# TASK DESCRIPTION
Copy out exactly the stretch of the listing below that begins at the line containing "tag the dark green tree cluster" and ends at the line containing "tag the eroded rock face", and copy nothing outside it.

══════════

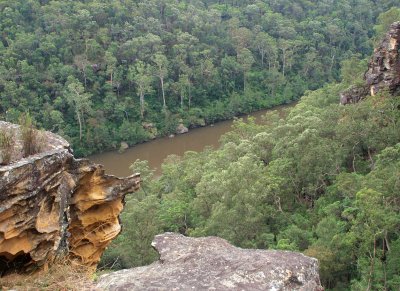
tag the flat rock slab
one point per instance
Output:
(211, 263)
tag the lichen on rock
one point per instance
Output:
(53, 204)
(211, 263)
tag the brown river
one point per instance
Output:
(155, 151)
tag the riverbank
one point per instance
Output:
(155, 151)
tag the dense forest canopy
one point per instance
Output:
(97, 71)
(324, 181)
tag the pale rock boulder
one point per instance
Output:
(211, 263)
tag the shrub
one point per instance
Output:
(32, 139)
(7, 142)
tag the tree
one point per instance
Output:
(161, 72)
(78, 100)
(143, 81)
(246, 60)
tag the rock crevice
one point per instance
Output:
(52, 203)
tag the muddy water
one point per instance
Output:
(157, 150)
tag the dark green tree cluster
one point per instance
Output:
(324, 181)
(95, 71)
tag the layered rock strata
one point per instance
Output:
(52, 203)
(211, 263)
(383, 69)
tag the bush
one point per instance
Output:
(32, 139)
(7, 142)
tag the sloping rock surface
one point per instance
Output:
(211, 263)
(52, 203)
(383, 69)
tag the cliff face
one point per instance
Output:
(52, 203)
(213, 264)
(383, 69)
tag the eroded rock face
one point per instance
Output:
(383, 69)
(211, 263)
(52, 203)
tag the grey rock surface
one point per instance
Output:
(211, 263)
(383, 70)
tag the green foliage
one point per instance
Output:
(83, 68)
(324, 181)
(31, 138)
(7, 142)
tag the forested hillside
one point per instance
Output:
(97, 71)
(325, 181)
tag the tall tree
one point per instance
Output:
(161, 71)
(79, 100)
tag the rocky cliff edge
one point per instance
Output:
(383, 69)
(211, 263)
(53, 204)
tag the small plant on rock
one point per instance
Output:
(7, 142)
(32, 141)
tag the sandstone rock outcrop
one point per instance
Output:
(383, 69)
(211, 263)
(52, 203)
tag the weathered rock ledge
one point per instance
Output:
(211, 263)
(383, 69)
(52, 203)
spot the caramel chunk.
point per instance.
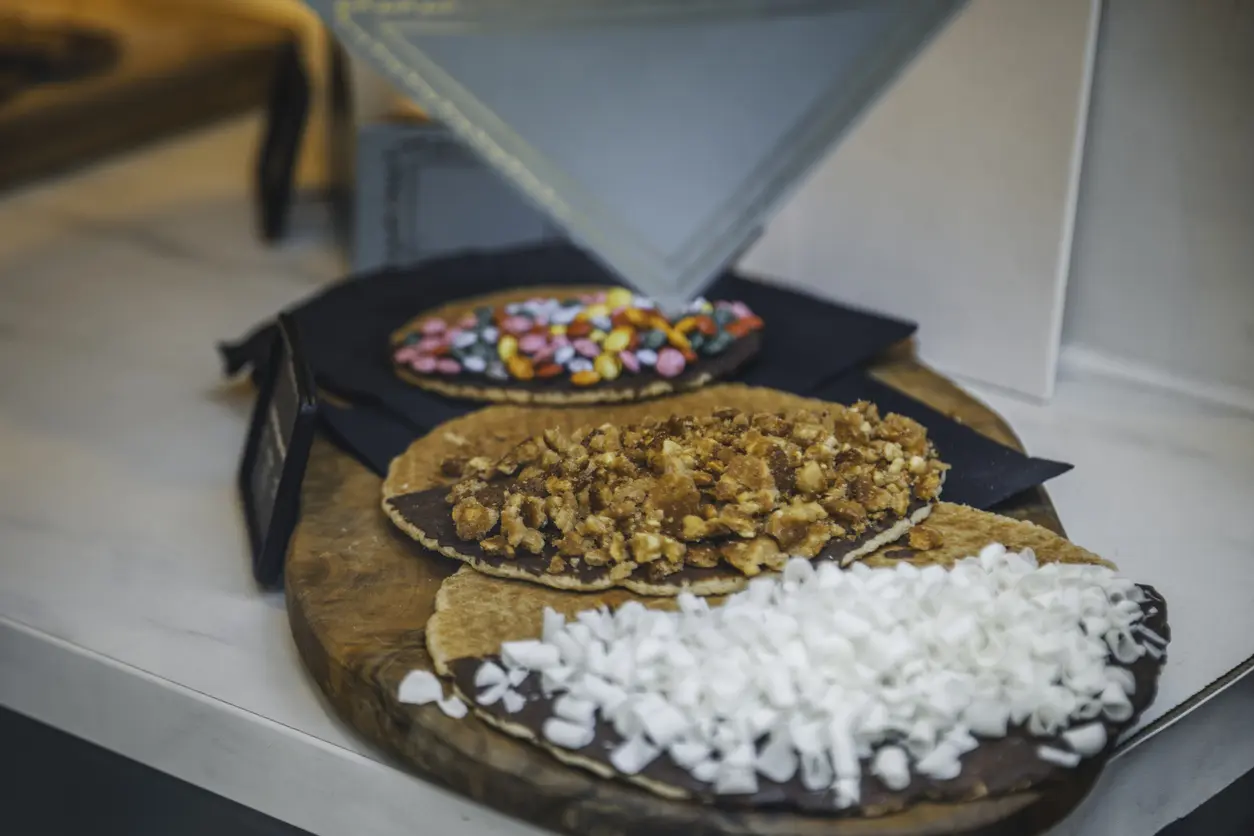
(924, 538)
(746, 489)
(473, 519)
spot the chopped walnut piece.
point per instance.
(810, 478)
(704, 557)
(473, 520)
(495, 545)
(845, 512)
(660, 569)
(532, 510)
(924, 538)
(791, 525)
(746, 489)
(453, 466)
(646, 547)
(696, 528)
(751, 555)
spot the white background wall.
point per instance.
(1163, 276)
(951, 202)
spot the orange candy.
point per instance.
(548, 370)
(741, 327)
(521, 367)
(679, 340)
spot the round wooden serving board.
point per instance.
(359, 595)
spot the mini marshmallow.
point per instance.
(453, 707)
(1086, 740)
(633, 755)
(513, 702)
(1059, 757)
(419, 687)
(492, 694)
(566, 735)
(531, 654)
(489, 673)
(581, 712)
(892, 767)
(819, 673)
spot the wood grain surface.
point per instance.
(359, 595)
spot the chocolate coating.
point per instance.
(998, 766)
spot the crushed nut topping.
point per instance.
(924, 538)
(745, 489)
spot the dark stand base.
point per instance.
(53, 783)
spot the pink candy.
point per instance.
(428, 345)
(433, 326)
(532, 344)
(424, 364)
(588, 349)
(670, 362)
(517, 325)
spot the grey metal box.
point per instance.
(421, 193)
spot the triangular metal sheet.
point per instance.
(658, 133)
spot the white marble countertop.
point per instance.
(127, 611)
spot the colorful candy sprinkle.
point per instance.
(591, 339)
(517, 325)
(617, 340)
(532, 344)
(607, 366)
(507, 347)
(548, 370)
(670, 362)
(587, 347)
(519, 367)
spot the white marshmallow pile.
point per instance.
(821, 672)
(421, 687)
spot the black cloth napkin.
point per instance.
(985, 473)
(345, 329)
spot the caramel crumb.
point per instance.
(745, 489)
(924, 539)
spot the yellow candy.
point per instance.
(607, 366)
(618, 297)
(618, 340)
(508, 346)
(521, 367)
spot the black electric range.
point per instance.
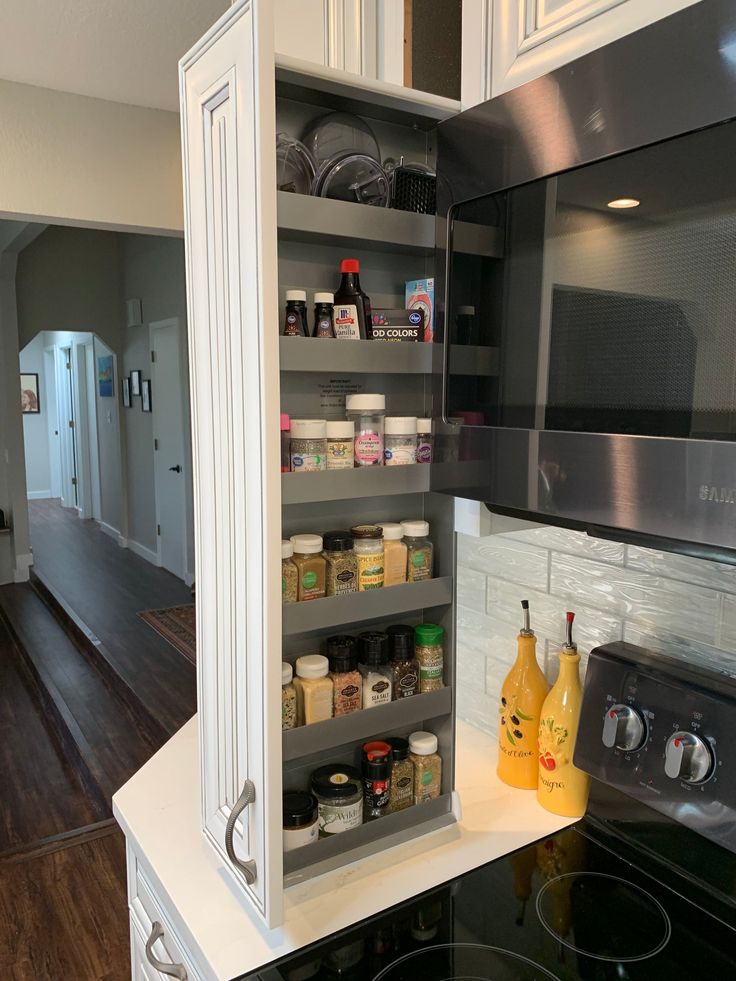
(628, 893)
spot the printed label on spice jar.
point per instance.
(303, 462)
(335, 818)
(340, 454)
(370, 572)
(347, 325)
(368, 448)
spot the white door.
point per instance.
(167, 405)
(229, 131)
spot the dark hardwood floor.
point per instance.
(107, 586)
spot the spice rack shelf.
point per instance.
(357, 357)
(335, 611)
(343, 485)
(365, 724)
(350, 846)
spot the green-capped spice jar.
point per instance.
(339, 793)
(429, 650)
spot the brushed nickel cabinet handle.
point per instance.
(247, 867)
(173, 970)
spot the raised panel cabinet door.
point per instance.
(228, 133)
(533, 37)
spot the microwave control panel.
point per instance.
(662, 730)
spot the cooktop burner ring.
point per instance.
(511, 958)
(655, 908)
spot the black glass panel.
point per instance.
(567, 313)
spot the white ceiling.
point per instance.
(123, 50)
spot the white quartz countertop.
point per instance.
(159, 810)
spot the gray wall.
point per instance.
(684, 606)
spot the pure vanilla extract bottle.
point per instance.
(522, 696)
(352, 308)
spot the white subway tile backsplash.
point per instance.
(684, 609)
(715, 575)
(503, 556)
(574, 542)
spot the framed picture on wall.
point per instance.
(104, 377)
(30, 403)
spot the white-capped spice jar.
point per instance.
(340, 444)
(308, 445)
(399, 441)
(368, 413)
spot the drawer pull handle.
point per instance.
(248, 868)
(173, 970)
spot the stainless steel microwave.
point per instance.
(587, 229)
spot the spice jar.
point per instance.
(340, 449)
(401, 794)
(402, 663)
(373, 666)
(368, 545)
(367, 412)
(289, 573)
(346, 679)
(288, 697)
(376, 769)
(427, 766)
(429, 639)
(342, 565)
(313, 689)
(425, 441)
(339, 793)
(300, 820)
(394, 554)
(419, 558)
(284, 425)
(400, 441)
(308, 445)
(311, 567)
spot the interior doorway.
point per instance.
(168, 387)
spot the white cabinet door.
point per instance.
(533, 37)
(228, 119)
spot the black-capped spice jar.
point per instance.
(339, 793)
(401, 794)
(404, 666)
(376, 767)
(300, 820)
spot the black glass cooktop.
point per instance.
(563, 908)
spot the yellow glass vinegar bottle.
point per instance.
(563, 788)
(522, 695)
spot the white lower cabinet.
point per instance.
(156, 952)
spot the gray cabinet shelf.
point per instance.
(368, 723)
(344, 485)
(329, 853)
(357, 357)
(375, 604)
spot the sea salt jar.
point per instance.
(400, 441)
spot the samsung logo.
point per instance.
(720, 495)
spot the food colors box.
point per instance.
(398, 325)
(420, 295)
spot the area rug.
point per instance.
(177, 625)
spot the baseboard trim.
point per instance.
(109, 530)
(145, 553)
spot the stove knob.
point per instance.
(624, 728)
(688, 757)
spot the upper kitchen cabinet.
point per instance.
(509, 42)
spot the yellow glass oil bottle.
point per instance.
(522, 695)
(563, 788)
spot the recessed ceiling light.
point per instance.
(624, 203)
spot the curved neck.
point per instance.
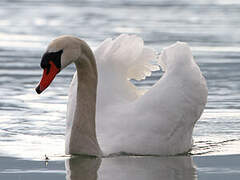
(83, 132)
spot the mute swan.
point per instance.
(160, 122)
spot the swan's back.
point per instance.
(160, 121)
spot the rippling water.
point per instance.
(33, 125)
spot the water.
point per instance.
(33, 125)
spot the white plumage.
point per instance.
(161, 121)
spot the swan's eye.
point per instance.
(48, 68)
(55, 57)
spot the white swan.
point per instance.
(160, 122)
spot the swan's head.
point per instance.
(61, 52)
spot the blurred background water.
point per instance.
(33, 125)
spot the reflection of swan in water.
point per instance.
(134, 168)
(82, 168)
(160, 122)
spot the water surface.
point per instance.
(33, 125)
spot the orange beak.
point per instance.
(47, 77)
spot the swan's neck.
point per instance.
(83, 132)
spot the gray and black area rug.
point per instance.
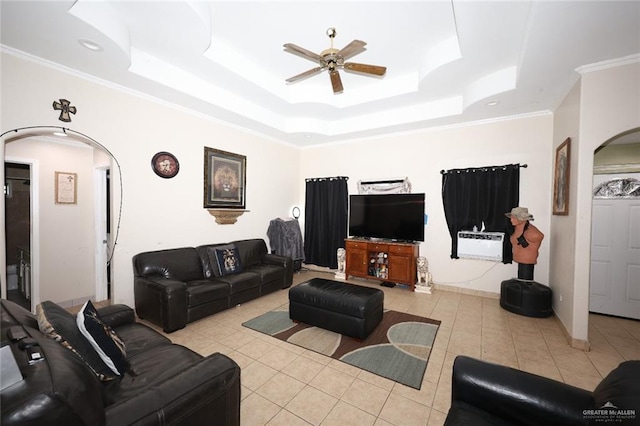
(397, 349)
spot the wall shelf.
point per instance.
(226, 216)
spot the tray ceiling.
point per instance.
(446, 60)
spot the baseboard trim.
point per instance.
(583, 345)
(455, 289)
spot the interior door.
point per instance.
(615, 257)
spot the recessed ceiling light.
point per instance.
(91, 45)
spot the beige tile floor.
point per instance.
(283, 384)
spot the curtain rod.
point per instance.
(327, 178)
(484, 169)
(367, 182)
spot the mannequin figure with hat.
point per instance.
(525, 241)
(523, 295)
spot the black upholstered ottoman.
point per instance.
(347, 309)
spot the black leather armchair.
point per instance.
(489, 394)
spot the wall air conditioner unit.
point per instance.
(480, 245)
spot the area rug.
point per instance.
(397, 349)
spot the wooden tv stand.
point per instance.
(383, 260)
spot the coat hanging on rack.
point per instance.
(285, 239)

══════════

# EXERCISE SOLUTION
tag the dark green tree cluster
one point per instance
Output:
(324, 181)
(95, 71)
tag the layered rock strata
one point per instance
Output:
(52, 203)
(211, 263)
(383, 69)
tag the bush
one point per instance
Output:
(32, 139)
(7, 142)
tag the sloping rock surface
one point per instance
Output:
(211, 263)
(52, 203)
(383, 69)
tag the cliff face
one point per instance
Output:
(52, 203)
(213, 264)
(383, 69)
tag the eroded rock face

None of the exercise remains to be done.